[Sua tarefa] Reescreva o trecho sobre A Marca da Maldade e o cinema noir desde "Filme-fronteira: A Marca" até "aqui pretendo evitar.", inclusive, substituindo "Christopher Nolan" por "Tim Burton".

[Trecho selecionado]
----------
A Marca da Maldade e o cinema noir

Filme-fronteira: A Marca da Maldade e o cinema noir*

Se pensarmos a história do cinema menos como linha reta e mais como teia, faz-se necessário iniciar esta breve reflexão com questionamentos que nos ajudam a montar (ou desmontar) um quebra-cabeça: o que David Lynch tem a ver com Fritz Lang? Quais as ligações possíveis entre as graphic novels de Frank Miller e os filmes de Billy Wilder? Existem pontes entre o Batman de Christopher Nolan e Orson Welles?

É pouco sensato afirmar que apenas um fator conecta todas estas referências. Seria tolo dizer que somente questões estéticas unem estes diretores e seus filmes, seu modo de fazer e ver a arte. Porém, ao mesmo tempo, negar as ligações conceituais devido a juízos de valor (que diminuam ou elevem os artistas de qualquer época), é voltar à linha reta e fechada que aqui pretendo evitar.

Ora, falamos de uma arte que se preocupa com o obscuro. Para tanto, não se nega a necessidade estética de buscar a imagem que represente de maneira ideal tal preocupação. É neste ponto onde o preto-e-branco (que para muitos era limitação) passa a ser solução ideal: ambigüidades, dualidades, o bem e o mal que existe em todos e em todo lugar, serão perfeitamente retratados apenas com duas cores.

Pensando neste mundo que estava cada vez mais dividido (neste maniqueísmo de bem e mal) durante e após a 2ª Guerra, surge um cinema interessado em retratar este sintoma. Ele não vem à tona enquanto movimento ou mesmo a partir de um grupo específico. Mas os interesses estético-conceituais em comum entre diretores como Fritz Lang, Billy Wilder, Nicholas Ray, Alfred Hitchcock, e mais precisamente John Huston com “O Falcão Maltês”, levam o crítico francês Nino Frank em 1946 a pensar na idéia de filme noir.

Este “negro” (noir em francês) não faz referência apenas ao visual. É bastante óbvio que a fotografia em alto contraste ou a grande quantidade de cenas rodadas à noite darão base para o adjetivo. Mas não é só isso: falamos de um cinema que parece cansado do mundo perfeito e corre em busca daquilo que está podre ou sujo e precisa ser exibido. Assim, veremos policiais corruptos, existencialistas, caçando criminosos nos subúrbios. Veremos musas interpretando  femmes fatales que encantam os policiais corruptos e mudam seus rumos. Tudo é cínico, soberbo e cheio de mal-estar.

Neste contexto, sem seguir qualquer tipo de “regra de movimento”, mas com características que o aproximam bastante deste ciclo dentro do cinema americano, Orson Welles retorna da Europa para dirigir “A Marca da Maldade” – filme que para muitos é considerado o último noir clássico. Com fortes influências barrocas e do expressionismo alemão, Welles traz em seu filme um apanhado visual de alto vigor. Com sua genialidade cheia de exagero, parece trabalhar sua inventividade à cada plano: o primeiro deles de tão expressivo tornou-se antológico. Falamos de um plano-sequência tenso, com mais de três minutos, “atravessando fronteiras” com uma câmera-grua.
----------
[Dados de origem]
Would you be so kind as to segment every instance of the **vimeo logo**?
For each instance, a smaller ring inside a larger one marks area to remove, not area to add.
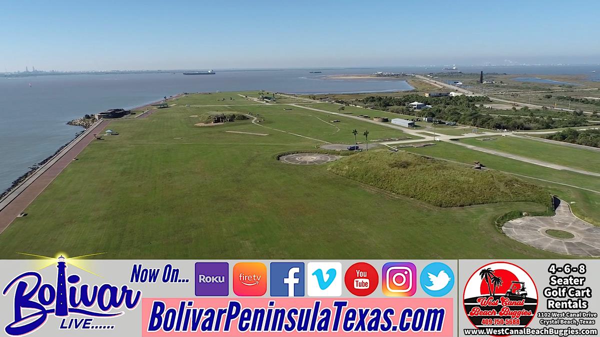
[[[304,296],[304,263],[271,262],[271,296]]]
[[[309,296],[341,296],[341,263],[339,262],[310,262],[307,267]]]

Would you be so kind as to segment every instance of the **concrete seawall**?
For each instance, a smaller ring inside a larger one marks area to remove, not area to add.
[[[93,140],[94,134],[100,133],[109,123],[104,120],[94,123],[0,200],[0,233]]]
[[[179,94],[170,97],[167,100],[176,98],[183,95]],[[139,109],[143,107],[155,104],[157,101],[133,108]],[[148,110],[140,113],[136,117],[145,118],[152,111]],[[121,120],[119,119],[116,121]],[[64,148],[58,152],[51,159],[40,166],[33,174],[23,180],[18,186],[11,189],[0,199],[0,233],[41,194],[52,180],[92,142],[94,135],[98,134],[110,123],[111,119],[100,119],[84,131]]]

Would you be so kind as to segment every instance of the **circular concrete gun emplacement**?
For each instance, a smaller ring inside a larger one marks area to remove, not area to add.
[[[286,164],[296,164],[298,165],[314,165],[325,164],[337,160],[341,156],[326,155],[323,154],[292,154],[279,157],[280,161]]]
[[[577,256],[600,256],[600,227],[571,213],[560,200],[553,216],[524,216],[502,226],[508,236],[536,248]]]

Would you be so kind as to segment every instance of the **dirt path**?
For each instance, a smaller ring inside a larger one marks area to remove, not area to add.
[[[256,118],[256,116],[252,116],[251,115],[247,115],[246,116],[252,119],[252,124],[254,124],[255,125],[257,125],[259,127],[260,127],[261,128],[266,128],[268,129],[271,129],[272,130],[275,130],[276,131],[279,131],[280,133],[287,133],[287,134],[291,134],[291,135],[293,135],[293,136],[297,136],[297,137],[301,137],[302,138],[306,138],[306,139],[311,139],[313,140],[316,140],[317,142],[320,142],[322,143],[325,143],[326,144],[331,144],[331,143],[330,143],[329,142],[326,142],[325,140],[321,140],[320,139],[317,139],[316,138],[311,138],[310,137],[307,137],[305,136],[302,136],[301,134],[296,134],[296,133],[292,133],[287,132],[287,131],[284,131],[284,130],[280,130],[279,129],[276,129],[275,128],[270,128],[269,127],[265,127],[265,125],[262,125],[259,124],[258,123],[258,122],[256,121],[256,120],[257,119],[257,118]]]

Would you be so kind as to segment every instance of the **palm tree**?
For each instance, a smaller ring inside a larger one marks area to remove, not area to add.
[[[490,294],[492,294],[491,287],[490,287],[490,279],[494,276],[494,270],[491,270],[491,268],[485,268],[485,269],[481,269],[479,272],[479,276],[481,276],[481,279],[485,279],[485,283],[488,284],[488,290],[490,291]]]
[[[494,293],[492,296],[496,295],[496,287],[502,285],[502,279],[494,275],[491,278],[491,284],[494,285]]]

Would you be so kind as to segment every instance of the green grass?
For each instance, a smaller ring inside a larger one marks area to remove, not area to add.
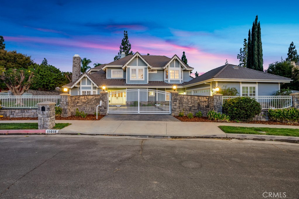
[[[256,128],[229,126],[219,126],[226,133],[250,134],[269,135],[282,135],[299,137],[299,129],[276,128]],[[264,132],[264,133],[261,132]]]
[[[53,129],[61,129],[71,124],[69,123],[57,124]],[[37,123],[1,123],[0,124],[0,130],[20,130],[38,129]]]

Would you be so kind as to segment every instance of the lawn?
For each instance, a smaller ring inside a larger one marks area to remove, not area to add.
[[[71,124],[69,123],[58,123],[53,127],[54,129],[61,129]],[[38,129],[37,123],[1,123],[0,130],[20,130]]]
[[[256,128],[229,126],[219,126],[226,133],[251,134],[268,135],[282,135],[299,137],[299,129],[276,128]]]

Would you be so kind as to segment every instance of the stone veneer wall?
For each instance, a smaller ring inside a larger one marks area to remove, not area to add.
[[[213,96],[198,96],[179,95],[176,92],[171,92],[171,115],[178,115],[180,112],[184,112],[186,115],[191,113],[193,115],[201,111],[203,116],[213,109],[218,112],[222,112],[222,95]]]
[[[37,109],[0,109],[0,115],[11,118],[37,118]]]
[[[44,91],[42,90],[31,90],[29,89],[27,92],[32,93],[33,95],[38,96],[51,96],[54,95],[59,95],[63,93],[61,91]]]

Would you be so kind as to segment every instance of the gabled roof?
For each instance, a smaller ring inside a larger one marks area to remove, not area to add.
[[[184,84],[188,85],[211,79],[275,80],[277,82],[292,81],[283,77],[228,64],[208,71]]]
----------
[Resposta]
Filme-fronteira: A Marca da Maldade e o cinema noir*

Se pensarmos a história do cinema menos como linha reta e mais como teia, faz-se necessário iniciar esta breve reflexão com questionamentos que nos ajudam a montar (ou desmontar) um quebra-cabeça: o que David Lynch tem a ver com Fritz Lang? Quais as ligações possíveis entre as graphic novels de Frank Miller e os filmes de Billy Wilder? Existem pontes entre o Batman de Tim Burton e Orson Welles?

É pouco sensato afirmar que apenas um fator conecta todas estas referências. Seria tolo dizer que somente questões estéticas unem estes diretores e seus filmes, seu modo de fazer e ver a arte. Porém, ao mesmo tempo, negar as ligações conceituais devido a juízos de valor (que diminuam ou elevem os artistas de qualquer época), é voltar à linha reta e fechada que aqui pretendo evitar.